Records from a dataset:
════

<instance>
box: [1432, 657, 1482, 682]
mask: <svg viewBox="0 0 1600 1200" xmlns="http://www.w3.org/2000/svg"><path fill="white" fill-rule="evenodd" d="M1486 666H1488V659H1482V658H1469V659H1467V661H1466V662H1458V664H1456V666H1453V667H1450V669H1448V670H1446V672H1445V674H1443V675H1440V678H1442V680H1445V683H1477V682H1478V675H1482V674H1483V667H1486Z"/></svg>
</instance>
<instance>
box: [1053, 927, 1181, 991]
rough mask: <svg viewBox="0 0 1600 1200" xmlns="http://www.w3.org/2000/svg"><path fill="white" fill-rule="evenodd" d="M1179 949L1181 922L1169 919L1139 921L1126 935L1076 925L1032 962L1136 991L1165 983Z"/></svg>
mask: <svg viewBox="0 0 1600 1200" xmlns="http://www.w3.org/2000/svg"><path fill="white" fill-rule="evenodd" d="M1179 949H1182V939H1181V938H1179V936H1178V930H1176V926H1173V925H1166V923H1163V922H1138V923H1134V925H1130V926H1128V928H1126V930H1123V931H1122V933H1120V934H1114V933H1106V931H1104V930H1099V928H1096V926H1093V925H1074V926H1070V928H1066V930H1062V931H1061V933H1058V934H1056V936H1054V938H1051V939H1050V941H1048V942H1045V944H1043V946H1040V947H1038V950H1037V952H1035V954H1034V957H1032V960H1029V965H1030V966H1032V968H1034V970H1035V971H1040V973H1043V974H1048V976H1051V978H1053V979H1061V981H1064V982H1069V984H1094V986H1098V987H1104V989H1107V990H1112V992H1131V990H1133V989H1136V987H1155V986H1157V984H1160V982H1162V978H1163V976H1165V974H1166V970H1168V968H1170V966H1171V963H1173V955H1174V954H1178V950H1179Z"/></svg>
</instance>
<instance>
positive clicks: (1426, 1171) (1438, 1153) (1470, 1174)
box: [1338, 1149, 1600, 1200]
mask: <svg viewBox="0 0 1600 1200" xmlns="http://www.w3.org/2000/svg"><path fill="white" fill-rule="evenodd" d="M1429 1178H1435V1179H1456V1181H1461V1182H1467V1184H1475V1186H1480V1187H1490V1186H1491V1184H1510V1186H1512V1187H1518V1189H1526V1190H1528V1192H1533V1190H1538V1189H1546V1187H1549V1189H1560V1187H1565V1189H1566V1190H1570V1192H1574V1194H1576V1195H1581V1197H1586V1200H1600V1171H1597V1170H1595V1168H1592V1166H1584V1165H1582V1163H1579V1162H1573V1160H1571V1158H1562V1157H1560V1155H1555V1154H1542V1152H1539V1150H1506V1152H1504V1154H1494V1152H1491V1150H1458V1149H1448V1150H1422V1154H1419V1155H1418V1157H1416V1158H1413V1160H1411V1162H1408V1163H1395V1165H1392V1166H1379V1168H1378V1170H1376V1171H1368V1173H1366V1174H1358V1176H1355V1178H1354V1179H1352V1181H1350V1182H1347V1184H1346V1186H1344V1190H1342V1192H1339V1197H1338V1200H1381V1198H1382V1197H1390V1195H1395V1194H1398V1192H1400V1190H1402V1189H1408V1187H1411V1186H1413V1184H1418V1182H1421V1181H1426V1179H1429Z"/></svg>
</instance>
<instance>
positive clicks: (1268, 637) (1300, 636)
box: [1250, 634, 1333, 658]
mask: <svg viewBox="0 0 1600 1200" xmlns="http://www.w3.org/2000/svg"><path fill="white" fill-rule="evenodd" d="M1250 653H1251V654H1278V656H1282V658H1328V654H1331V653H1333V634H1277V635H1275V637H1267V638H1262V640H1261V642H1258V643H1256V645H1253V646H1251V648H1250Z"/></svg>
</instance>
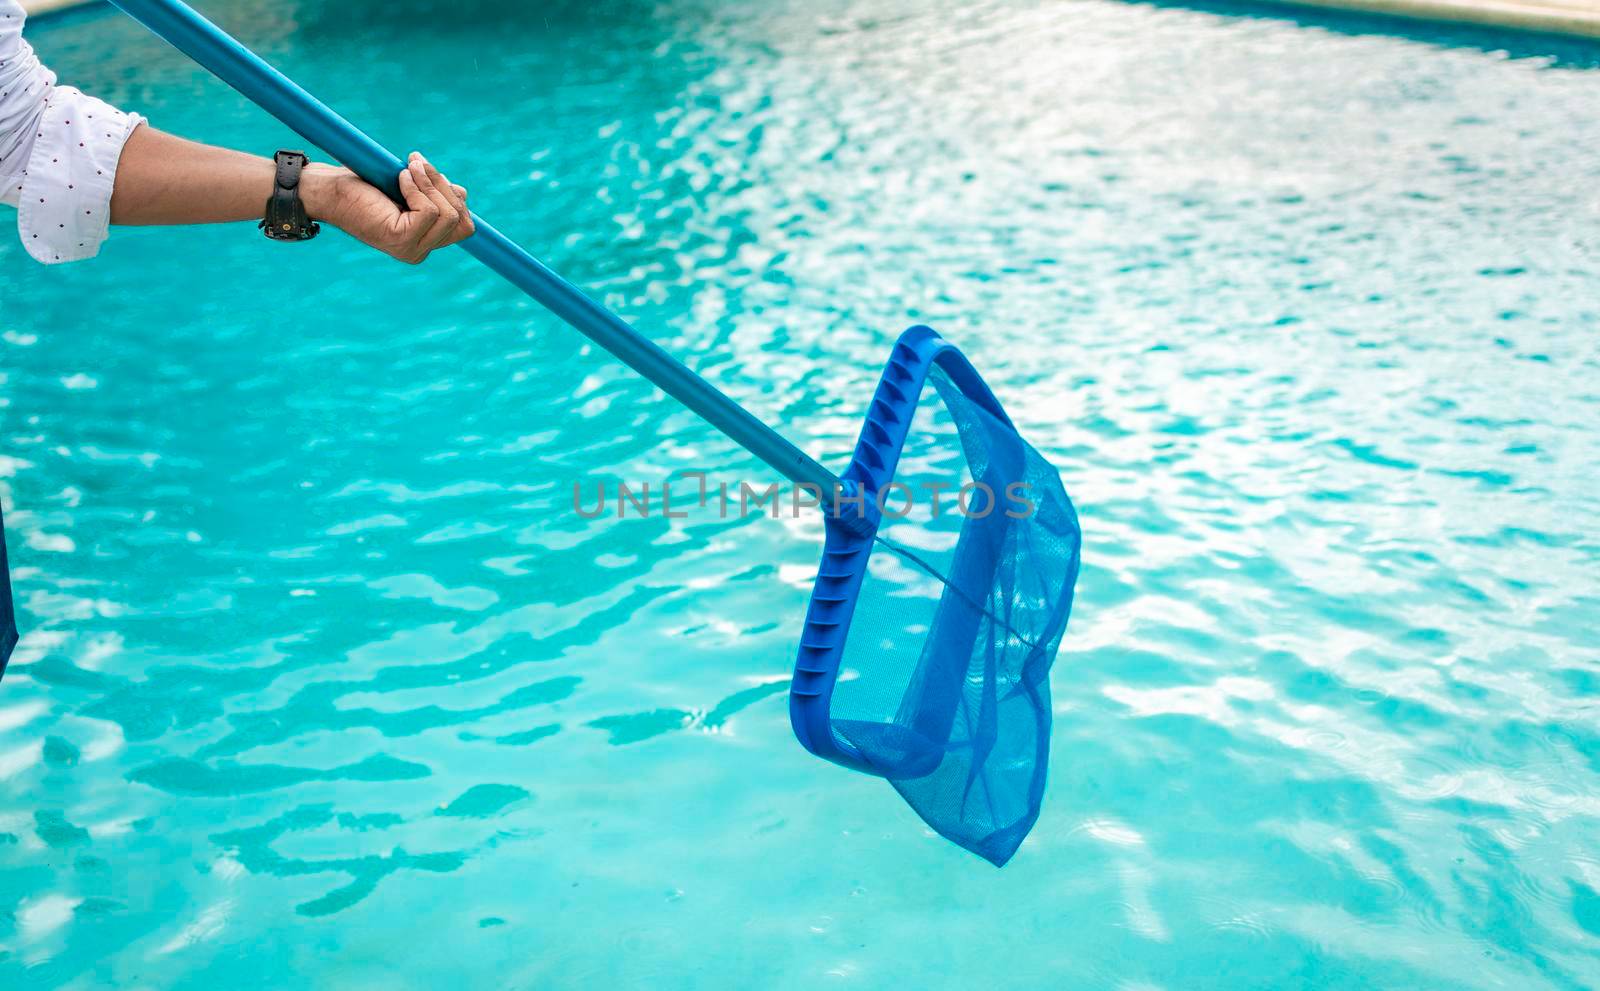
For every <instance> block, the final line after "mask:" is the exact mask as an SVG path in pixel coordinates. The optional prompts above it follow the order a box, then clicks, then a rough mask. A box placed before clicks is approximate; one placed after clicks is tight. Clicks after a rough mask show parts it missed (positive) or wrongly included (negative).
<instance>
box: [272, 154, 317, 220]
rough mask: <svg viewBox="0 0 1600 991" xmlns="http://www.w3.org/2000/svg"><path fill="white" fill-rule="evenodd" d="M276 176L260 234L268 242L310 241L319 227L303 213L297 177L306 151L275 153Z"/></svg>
mask: <svg viewBox="0 0 1600 991" xmlns="http://www.w3.org/2000/svg"><path fill="white" fill-rule="evenodd" d="M272 162H274V163H277V167H278V175H277V178H275V179H274V183H272V199H269V200H267V211H266V216H264V218H262V219H261V231H262V232H264V234H266V235H267V237H270V239H272V240H310V239H314V237H317V234H318V232H320V231H322V226H320V224H317V221H314V219H310V216H309V215H307V213H306V203H304V202H302V200H301V197H299V178H301V173H302V171H304V170H306V163H307V158H306V152H278V154H277V155H274V157H272Z"/></svg>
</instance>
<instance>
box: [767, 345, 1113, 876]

════

» **Work item**: Reproduce only this range: the first line of the data above through the line with "box: [1053, 927, 1181, 991]", both included, exactly as written.

» **The answer**:
<instance>
box: [1432, 657, 1482, 682]
mask: <svg viewBox="0 0 1600 1200" xmlns="http://www.w3.org/2000/svg"><path fill="white" fill-rule="evenodd" d="M1486 666H1488V659H1482V658H1469V659H1467V661H1466V662H1458V664H1456V666H1453V667H1450V669H1448V670H1446V672H1445V674H1443V675H1440V678H1442V680H1445V683H1477V682H1478V675H1482V674H1483V667H1486Z"/></svg>
</instance>
<instance>
box: [1053, 927, 1181, 991]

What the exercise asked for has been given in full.